[[ Selected extract, beginning ]]

It is notable that Giovanni’s enthusiastic support was reportedly the source of some amazement to those observing it as apparently he ‘ordinarily spoke only of his delusion of being a descendant of Julius Caesar’ and ‘had never spoken a complete sentence before’.
Other observers, however, have urged caution in relation to attempts to adopt ‘the Italian experience’ in other countries. For example, Australian professor of psychology, Graeme Smith, has noted that while a number of Western countries have engaged in Italian-style reforms:
all have been criticised for basing the changes on ideology or opportunism rather than on evidence, for failing to prepare the community for the impact of those changes, and for failing to fund them adequately. Subsequent research has justified the changes to some extent—it is clear for one thing that they have facilitated the rights of patients—but tragic consequences remain to a varying degree.
Despite these concerns, the Committee was impressed by outcomes in Trieste, visited by the Chair in January 2006. The community-based care model sees a strong focus on patients' rights, with very low rates of involuntary treatment and few forensic hospitalisations. Ninety-four percent of the mental health budget is spent on community based care, and savings have actually been achieved compared to 1971 levels of mental health spending. The focus of service delivery is multidisciplinary care delivered through specialised community mental health care centres, with far less reliance on acute psychiatric hospitals than in Australia. The Italian model, as seen operating in Trieste, is a reminder that properly resourced community-based care can be positive for consumers' rights and recovery, as well as for budgets.

[[ Selected extract, end ]]

Assignment ::
Repeat the passage on Italy's community-based mental health care word for word, from its first sentence to its last.

[[ Supplied entries, beginning ]]

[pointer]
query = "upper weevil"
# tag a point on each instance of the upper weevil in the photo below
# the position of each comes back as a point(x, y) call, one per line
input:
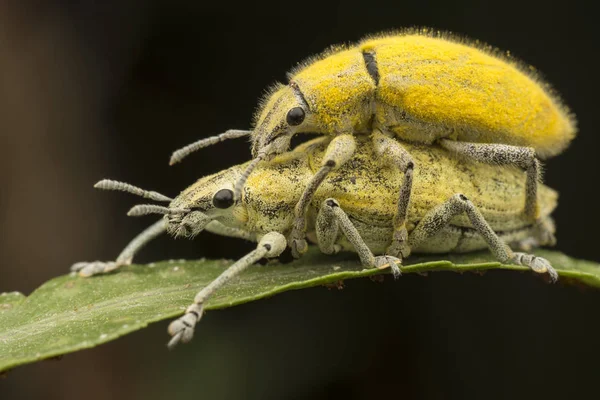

[[ Supplied entries, end ]]

Result ::
It is notable that Giovanni’s enthusiastic support was reportedly the source of some amazement to those observing it as apparently he ‘ordinarily spoke only of his delusion of being a descendant of Julius Caesar’ and ‘had never spoken a complete sentence before’.
Other observers, however, have urged caution in relation to attempts to adopt ‘the Italian experience’ in other countries. For example, Australian professor of psychology, Graeme Smith, has noted that while a number of Western countries have engaged in Italian-style reforms:
all have been criticised for basing the changes on ideology or opportunism rather than on evidence, for failing to prepare the community for the impact of those changes, and for failing to fund them adequately. Subsequent research has justified the changes to some extent—it is clear for one thing that they have facilitated the rights of patients—but tragic consequences remain to a varying degree.
Despite these concerns, the Committee was impressed by outcomes in Trieste, visited by the Chair in January 2006. The community-based care model sees a strong focus on patients' rights, with very low rates of involuntary treatment and few forensic hospitalisations. Ninety-four percent of the mental health budget is spent on community based care, and savings have actually been achieved compared to 1971 levels of mental health spending. The focus of service delivery is multidisciplinary care delivered through specialised community mental health care centres, with far less reliance on acute psychiatric hospitals than in Australia. The Italian model, as seen operating in Trieste, is a reminder that properly resourced community-based care can be positive for consumers' rights and recovery, as well as for budgets.